(ABOUT THIS EXERCISE)
Copy all of the records below verbatim.

DATA RECORDS section start

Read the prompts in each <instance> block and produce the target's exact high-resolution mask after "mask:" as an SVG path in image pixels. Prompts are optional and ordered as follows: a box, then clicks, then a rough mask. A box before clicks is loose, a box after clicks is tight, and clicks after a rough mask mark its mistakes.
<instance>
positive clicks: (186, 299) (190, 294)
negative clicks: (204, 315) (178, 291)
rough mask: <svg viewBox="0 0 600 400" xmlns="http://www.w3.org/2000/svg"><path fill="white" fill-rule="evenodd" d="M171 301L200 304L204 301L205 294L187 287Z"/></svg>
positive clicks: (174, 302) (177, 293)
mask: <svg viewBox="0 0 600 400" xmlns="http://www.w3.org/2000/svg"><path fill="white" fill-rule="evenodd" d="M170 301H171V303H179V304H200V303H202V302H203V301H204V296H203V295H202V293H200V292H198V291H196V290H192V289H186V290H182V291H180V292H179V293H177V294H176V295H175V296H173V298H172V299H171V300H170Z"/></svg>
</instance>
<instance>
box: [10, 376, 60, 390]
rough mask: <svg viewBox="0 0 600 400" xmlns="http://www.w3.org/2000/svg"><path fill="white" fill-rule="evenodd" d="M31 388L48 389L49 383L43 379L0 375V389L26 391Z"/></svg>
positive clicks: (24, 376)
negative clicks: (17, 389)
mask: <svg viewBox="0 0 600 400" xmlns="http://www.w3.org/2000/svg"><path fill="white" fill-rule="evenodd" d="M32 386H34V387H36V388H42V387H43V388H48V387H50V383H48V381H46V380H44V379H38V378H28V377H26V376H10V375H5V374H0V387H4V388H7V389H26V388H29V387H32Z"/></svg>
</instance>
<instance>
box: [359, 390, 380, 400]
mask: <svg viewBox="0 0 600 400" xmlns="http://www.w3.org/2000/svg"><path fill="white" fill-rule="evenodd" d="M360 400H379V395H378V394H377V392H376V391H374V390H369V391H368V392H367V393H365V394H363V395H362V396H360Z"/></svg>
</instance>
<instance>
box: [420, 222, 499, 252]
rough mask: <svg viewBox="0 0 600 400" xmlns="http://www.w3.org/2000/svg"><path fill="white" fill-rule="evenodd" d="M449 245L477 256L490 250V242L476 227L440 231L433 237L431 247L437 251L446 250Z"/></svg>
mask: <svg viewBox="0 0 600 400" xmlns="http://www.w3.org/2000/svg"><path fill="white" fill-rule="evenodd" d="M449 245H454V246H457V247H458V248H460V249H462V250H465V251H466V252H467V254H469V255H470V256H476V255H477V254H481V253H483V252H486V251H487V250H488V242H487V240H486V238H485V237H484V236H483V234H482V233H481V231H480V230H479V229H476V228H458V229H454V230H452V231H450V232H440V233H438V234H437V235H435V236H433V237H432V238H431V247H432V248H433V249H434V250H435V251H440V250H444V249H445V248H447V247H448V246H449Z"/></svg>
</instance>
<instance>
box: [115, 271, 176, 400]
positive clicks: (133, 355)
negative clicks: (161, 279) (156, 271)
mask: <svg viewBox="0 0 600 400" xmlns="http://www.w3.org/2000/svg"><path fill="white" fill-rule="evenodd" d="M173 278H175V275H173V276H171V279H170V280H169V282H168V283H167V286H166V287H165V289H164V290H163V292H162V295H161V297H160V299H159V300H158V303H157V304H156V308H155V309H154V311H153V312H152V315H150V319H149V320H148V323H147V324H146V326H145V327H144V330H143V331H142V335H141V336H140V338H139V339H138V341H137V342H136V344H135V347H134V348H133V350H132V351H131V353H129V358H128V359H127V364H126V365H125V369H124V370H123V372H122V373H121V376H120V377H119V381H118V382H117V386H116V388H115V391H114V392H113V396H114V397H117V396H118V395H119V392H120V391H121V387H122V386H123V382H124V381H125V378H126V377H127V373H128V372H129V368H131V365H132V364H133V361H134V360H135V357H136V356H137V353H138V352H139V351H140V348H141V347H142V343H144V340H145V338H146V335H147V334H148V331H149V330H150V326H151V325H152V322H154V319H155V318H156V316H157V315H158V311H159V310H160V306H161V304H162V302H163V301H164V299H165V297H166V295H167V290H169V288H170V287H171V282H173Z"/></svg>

DATA RECORDS section end

(RESULT FOR THIS EXERCISE)
Read the prompts in each <instance> block and produce the target's exact high-resolution mask after "mask:" as an SVG path in image pixels. Prompts are optional and ordered as follows: a box, then clicks, then a rough mask. A box before clicks is loose, a box after clicks is tight, and clicks after a rough mask mark its mistakes.
<instance>
positive clicks: (186, 299) (190, 294)
negative clicks: (204, 315) (178, 291)
rough mask: <svg viewBox="0 0 600 400" xmlns="http://www.w3.org/2000/svg"><path fill="white" fill-rule="evenodd" d="M171 301L200 304L204 301L205 294L187 287Z"/></svg>
positive clicks: (174, 302) (177, 293)
mask: <svg viewBox="0 0 600 400" xmlns="http://www.w3.org/2000/svg"><path fill="white" fill-rule="evenodd" d="M170 301H171V303H179V304H200V303H202V302H203V301H204V296H203V295H202V293H200V292H198V291H196V290H192V289H186V290H182V291H180V292H179V293H177V294H176V295H175V296H173V298H172V299H171V300H170Z"/></svg>
</instance>
<instance>
box: [10, 376, 60, 390]
rough mask: <svg viewBox="0 0 600 400" xmlns="http://www.w3.org/2000/svg"><path fill="white" fill-rule="evenodd" d="M31 388L48 389L49 383L43 379L0 375V389L26 391Z"/></svg>
positive clicks: (24, 376)
negative clicks: (17, 389)
mask: <svg viewBox="0 0 600 400" xmlns="http://www.w3.org/2000/svg"><path fill="white" fill-rule="evenodd" d="M32 386H34V387H36V388H42V387H43V388H48V387H50V383H48V381H46V380H44V379H38V378H28V377H26V376H10V375H5V374H0V387H4V388H7V389H26V388H29V387H32Z"/></svg>
</instance>
<instance>
box: [359, 390, 380, 400]
mask: <svg viewBox="0 0 600 400" xmlns="http://www.w3.org/2000/svg"><path fill="white" fill-rule="evenodd" d="M360 400H379V395H378V394H377V392H376V391H374V390H369V391H368V392H367V393H365V394H363V395H362V396H360Z"/></svg>
</instance>
<instance>
box: [420, 222, 499, 252]
rough mask: <svg viewBox="0 0 600 400" xmlns="http://www.w3.org/2000/svg"><path fill="white" fill-rule="evenodd" d="M449 245L477 256L490 250V242L476 227L440 231L433 237L431 247L437 251L446 250Z"/></svg>
mask: <svg viewBox="0 0 600 400" xmlns="http://www.w3.org/2000/svg"><path fill="white" fill-rule="evenodd" d="M449 245H454V246H457V247H458V248H460V249H462V250H465V251H466V252H467V254H469V255H470V256H476V255H477V254H481V253H483V252H486V251H487V250H488V242H487V240H486V238H485V237H484V236H483V234H482V233H481V231H480V230H479V229H476V228H458V229H454V230H452V231H450V232H440V233H438V234H437V235H435V236H433V237H432V238H431V247H432V248H433V249H434V250H435V251H440V250H444V249H445V248H447V247H448V246H449Z"/></svg>
</instance>
<instance>
box: [115, 271, 176, 400]
positive clicks: (133, 355)
negative clicks: (161, 279) (156, 271)
mask: <svg viewBox="0 0 600 400" xmlns="http://www.w3.org/2000/svg"><path fill="white" fill-rule="evenodd" d="M173 278H175V275H173V276H171V279H170V280H169V282H168V283H167V286H166V287H165V289H164V290H163V292H162V295H161V297H160V299H159V300H158V303H157V304H156V308H155V309H154V311H153V312H152V315H150V319H149V320H148V323H147V324H146V326H145V327H144V330H143V331H142V335H141V336H140V338H139V339H138V341H137V342H136V344H135V347H134V348H133V350H132V351H131V353H129V358H128V359H127V364H126V365H125V369H124V370H123V372H122V373H121V376H120V377H119V381H118V382H117V386H116V388H115V391H114V392H113V396H114V397H117V396H118V395H119V392H120V391H121V387H122V386H123V382H124V381H125V378H126V377H127V373H128V372H129V368H131V365H132V364H133V361H134V360H135V357H136V356H137V353H138V352H139V351H140V348H141V347H142V343H144V340H145V338H146V335H147V334H148V331H149V330H150V326H151V325H152V322H154V319H155V318H156V316H157V315H158V311H159V310H160V306H161V304H162V302H163V301H164V299H165V297H166V295H167V290H169V288H170V287H171V282H173Z"/></svg>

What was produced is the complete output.